If a line of the listing contains the string "steel", return that line.
------------------------------------
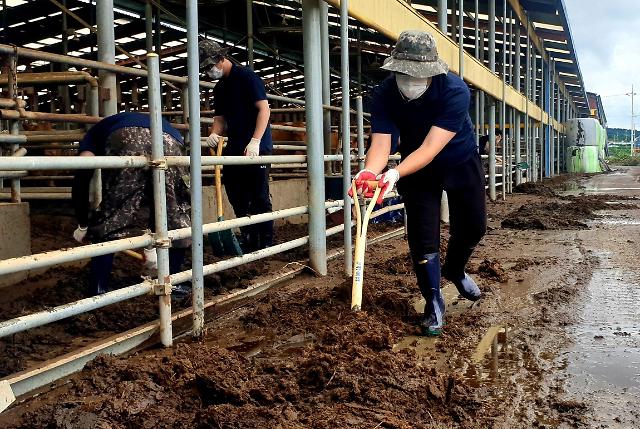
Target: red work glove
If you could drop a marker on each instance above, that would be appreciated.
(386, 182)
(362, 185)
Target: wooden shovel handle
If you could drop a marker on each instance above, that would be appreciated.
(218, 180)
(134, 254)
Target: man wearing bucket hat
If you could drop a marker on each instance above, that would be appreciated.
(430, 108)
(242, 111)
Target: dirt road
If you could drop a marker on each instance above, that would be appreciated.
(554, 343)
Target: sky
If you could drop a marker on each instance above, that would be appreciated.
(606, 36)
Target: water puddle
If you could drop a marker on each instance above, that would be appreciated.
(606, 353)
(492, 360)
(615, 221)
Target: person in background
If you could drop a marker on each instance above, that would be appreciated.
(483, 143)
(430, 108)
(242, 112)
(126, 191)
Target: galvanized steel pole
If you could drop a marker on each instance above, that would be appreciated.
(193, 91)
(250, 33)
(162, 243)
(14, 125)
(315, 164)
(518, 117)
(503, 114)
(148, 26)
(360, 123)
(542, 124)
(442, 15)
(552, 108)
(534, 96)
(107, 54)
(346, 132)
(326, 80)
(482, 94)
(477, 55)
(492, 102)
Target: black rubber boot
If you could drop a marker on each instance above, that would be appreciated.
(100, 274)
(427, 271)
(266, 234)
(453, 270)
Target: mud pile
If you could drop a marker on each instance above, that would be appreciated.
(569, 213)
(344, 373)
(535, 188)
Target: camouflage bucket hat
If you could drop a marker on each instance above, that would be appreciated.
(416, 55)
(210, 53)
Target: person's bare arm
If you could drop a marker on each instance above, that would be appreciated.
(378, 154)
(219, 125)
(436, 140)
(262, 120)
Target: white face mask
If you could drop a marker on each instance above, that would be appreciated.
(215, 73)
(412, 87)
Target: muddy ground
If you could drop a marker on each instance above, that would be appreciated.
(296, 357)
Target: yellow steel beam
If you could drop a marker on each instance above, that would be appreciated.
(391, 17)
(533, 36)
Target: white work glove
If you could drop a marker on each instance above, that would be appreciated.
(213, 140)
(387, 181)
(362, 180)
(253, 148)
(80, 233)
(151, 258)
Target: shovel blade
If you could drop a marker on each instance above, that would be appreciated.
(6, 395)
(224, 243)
------------------------------------
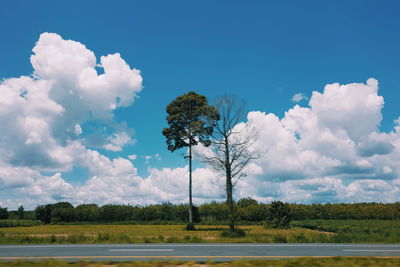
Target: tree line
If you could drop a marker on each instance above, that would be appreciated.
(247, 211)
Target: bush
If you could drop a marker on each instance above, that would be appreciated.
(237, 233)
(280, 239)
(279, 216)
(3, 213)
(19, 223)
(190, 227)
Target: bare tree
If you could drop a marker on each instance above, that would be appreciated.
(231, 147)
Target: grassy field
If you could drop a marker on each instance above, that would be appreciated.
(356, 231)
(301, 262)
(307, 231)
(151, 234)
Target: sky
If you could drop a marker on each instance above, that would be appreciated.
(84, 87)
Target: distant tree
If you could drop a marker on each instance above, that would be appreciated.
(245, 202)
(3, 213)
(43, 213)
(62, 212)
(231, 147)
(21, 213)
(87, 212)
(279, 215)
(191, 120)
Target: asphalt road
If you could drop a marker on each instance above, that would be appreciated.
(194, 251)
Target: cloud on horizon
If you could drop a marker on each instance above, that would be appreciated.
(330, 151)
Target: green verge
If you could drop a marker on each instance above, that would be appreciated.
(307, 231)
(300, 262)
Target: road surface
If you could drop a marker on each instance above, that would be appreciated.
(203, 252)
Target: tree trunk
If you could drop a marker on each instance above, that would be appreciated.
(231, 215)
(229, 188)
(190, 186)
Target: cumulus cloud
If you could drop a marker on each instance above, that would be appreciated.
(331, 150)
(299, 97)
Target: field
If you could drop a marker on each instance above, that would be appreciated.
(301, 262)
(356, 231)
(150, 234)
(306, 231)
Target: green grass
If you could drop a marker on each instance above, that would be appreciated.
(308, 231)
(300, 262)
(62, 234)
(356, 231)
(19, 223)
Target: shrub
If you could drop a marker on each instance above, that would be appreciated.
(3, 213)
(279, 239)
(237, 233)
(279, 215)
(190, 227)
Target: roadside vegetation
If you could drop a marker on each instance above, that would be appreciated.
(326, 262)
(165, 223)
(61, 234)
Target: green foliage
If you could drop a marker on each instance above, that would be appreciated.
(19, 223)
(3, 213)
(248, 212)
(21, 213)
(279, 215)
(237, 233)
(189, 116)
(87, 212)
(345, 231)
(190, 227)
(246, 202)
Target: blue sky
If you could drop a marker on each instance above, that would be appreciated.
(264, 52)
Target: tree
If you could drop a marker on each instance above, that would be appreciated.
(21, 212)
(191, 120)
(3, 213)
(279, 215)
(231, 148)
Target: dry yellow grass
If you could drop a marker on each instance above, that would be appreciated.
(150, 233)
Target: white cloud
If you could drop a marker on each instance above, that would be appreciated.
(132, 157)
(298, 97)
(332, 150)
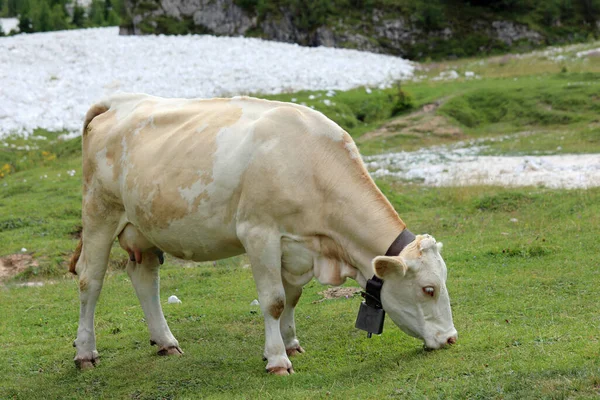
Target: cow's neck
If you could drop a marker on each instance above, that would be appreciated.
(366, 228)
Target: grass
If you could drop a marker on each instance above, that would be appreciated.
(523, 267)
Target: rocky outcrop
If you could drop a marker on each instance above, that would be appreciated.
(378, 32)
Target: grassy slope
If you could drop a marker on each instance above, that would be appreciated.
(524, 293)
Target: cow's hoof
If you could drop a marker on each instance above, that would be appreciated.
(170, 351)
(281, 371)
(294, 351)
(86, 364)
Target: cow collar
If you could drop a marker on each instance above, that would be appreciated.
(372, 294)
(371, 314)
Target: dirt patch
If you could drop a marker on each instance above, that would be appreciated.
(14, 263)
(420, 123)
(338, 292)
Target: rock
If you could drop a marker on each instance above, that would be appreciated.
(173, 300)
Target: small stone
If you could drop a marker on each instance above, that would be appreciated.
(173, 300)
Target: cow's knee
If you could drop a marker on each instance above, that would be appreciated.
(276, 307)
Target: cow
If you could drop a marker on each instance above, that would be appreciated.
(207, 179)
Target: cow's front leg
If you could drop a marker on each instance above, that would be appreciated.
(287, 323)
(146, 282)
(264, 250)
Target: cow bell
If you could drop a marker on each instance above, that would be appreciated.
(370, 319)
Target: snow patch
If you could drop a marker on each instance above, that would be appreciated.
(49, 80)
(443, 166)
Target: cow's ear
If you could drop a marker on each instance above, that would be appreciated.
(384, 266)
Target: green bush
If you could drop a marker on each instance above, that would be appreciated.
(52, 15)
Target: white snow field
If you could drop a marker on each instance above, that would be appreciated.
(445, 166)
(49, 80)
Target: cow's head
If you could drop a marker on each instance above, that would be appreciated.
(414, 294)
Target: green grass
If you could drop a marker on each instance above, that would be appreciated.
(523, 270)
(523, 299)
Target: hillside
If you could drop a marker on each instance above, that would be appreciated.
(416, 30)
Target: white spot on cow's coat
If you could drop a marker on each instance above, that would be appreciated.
------------------------------------
[Solution]
Target: galvanized steel pole
Target: yellow steel beam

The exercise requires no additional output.